=== GIVEN RECORDS ===
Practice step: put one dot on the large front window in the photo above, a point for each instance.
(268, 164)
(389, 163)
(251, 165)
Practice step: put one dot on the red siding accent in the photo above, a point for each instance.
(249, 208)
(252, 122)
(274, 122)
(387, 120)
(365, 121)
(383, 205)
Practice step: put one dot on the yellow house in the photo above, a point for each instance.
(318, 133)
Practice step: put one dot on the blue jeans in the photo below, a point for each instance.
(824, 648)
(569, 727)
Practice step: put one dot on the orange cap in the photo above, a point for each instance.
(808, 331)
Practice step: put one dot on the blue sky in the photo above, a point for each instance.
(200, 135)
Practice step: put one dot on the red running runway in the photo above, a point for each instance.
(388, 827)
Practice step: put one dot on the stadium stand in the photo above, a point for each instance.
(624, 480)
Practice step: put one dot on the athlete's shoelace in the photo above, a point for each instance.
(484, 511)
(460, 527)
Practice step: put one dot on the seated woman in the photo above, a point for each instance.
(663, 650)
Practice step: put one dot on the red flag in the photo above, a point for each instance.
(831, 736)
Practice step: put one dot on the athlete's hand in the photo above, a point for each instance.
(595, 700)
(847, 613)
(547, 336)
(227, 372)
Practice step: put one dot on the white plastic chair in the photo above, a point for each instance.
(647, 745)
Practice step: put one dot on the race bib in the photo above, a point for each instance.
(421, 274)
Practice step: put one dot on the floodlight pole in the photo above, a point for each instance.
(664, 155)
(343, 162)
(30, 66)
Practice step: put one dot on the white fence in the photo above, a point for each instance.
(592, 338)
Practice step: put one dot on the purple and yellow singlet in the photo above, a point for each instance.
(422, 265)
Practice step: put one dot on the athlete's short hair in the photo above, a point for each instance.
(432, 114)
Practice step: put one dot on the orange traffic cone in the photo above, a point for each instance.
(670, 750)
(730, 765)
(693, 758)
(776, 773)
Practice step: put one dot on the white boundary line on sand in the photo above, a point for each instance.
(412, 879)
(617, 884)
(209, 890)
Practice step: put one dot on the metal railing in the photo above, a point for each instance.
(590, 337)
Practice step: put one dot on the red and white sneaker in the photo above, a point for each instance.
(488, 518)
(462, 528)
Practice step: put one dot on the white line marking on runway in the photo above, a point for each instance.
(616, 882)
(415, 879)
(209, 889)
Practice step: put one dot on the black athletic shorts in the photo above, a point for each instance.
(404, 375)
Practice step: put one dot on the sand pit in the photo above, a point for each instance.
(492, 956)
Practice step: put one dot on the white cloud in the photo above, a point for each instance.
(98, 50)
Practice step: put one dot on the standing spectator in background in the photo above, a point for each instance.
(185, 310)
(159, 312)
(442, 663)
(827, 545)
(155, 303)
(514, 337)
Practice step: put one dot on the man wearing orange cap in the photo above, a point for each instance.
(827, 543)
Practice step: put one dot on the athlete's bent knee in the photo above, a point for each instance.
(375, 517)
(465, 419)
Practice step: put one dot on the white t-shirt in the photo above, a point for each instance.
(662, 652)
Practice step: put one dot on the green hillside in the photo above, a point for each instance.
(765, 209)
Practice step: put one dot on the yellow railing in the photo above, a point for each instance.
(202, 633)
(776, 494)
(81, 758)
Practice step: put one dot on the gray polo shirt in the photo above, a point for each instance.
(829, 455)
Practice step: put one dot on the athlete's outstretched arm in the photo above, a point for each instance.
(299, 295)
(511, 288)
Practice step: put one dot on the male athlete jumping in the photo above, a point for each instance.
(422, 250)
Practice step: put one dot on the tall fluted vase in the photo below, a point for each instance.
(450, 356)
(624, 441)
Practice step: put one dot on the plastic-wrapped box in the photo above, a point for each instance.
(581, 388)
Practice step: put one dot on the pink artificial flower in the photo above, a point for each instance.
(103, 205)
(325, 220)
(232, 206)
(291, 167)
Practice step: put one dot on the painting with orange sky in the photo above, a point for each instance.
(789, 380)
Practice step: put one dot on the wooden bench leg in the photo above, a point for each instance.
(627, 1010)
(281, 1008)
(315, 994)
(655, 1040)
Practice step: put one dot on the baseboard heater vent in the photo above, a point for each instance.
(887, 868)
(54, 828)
===
■ PROBLEM ■
Every entry must be quoted exactly as it appears above.

■ SOLUTION FOR THIS PROBLEM ■
Practice step: put one dot on the large front window in the photo above, a point for each instance.
(268, 164)
(389, 163)
(251, 165)
Practice step: put one dot on the red siding accent in the photo above, a point for each instance.
(249, 208)
(252, 122)
(274, 122)
(387, 120)
(365, 121)
(383, 205)
Practice step: put one dot on the yellow house in the photo above, a point for each instance.
(318, 133)
Practice step: put one dot on the blue jeans in the photo below, a point for each instance.
(824, 648)
(569, 727)
Practice step: put one dot on the orange cap in the photo above, a point for each instance.
(808, 331)
Practice step: put one dot on the blue sky in the photo above, a point for each instance.
(200, 135)
Practice step: put one dot on the red running runway in the photo above, a point for each instance.
(388, 827)
Practice step: put one dot on the stadium stand in the photo above, a point for each instance.
(624, 480)
Practice step: put one dot on the athlete's shoelace in the photo above, a point for each instance.
(484, 511)
(460, 527)
Practice step: put one dot on the seated woman in the photo above, a point for each instance.
(663, 650)
Practice step: put one dot on the red flag in the photo above, a point for each instance.
(831, 736)
Practice step: put one dot on the athlete's hand in the photo above, a point for each instance.
(595, 700)
(847, 613)
(547, 336)
(227, 372)
Practice step: put one dot on the white plastic chair in the photo above, a point for each instance.
(647, 745)
Practice step: put one dot on the race bib in the photo above, a point for each instance.
(421, 274)
Practice step: put one dot on the floodlight pole in the photo above, a point for each instance.
(664, 155)
(343, 162)
(30, 66)
Practice step: put one dot on the white fence in the photo above, a point for each instance.
(592, 338)
Practice step: put one dot on the purple and yellow singlet in the photo above, a point for each instance.
(422, 265)
Practice step: put one dot on the athlete's short hair in the photo above, a point for each instance.
(432, 114)
Practice step: put one dot on the orange traffic cone in the photo above, a point for each instance.
(670, 750)
(730, 765)
(693, 758)
(776, 773)
Practice step: put one dot on the white boundary line on sand in the photo above, a point for each instance.
(412, 879)
(617, 884)
(209, 890)
Practice step: put one dot on the metal railing in the photo above, a point for each instance.
(590, 337)
Practice step: put one dot on the red and white sneaker in the photo above, a point for each instance.
(488, 518)
(462, 528)
Practice step: put one dot on the white line marking on runway in the photo above, a point for each instance.
(616, 882)
(415, 879)
(209, 889)
Practice step: put one dot on the black athletic shorts in the photo above, a point for each instance.
(404, 375)
Practice step: put one dot on the sand pit in the photo above, a point for each instance.
(492, 956)
Practice step: put one dot on the white cloud in the photo above, a point for each instance.
(98, 50)
Practice step: put one dot on the standing spectator in background in the photo above, a point for each instance.
(185, 310)
(159, 312)
(442, 663)
(827, 545)
(155, 303)
(514, 337)
Practice step: put one dot on the man wearing orange cap in the photo above, a point for each instance.
(827, 543)
Practice step: put one dot on the athlete's bent knee in the photo above, a point for each instance.
(375, 517)
(465, 419)
Practice step: put one dot on the white t-shirt in the photo above, a point for each instance.
(662, 652)
Practice step: put one dot on the green hillside in the photo above, a point for each instance.
(765, 209)
Practice step: put one dot on the yellow railing in the photo above, a point for each instance.
(202, 633)
(776, 494)
(81, 758)
Practice step: put one dot on the gray polo shirt in the photo above, a point for each instance.
(829, 455)
Practice step: put one dot on the athlete's outstretched arm in the photo above, a point for each instance.
(299, 295)
(511, 288)
Practice step: put one dot on the male athlete jumping in the photo above, a point for each instance.
(422, 250)
Practice step: put one dot on the tall fluted vase in the photo below, a point for each instance.
(450, 356)
(624, 441)
Practice step: put one dot on the plastic-wrapped box in the photo above, a point for each instance.
(581, 388)
Practice step: put one dot on the pink artificial flower in the photo above, a point for each instance.
(103, 205)
(325, 220)
(232, 206)
(291, 167)
Practice step: put one dot on the painting with orange sky in the photo above, a point for each instance.
(789, 380)
Practice step: put one dot on the wooden bench leg in the photo above, a point for each instance.
(627, 1010)
(281, 1008)
(315, 994)
(655, 1040)
Practice step: put one dot on the baseboard heater vent in the photo above, a point for each instance.
(887, 868)
(54, 828)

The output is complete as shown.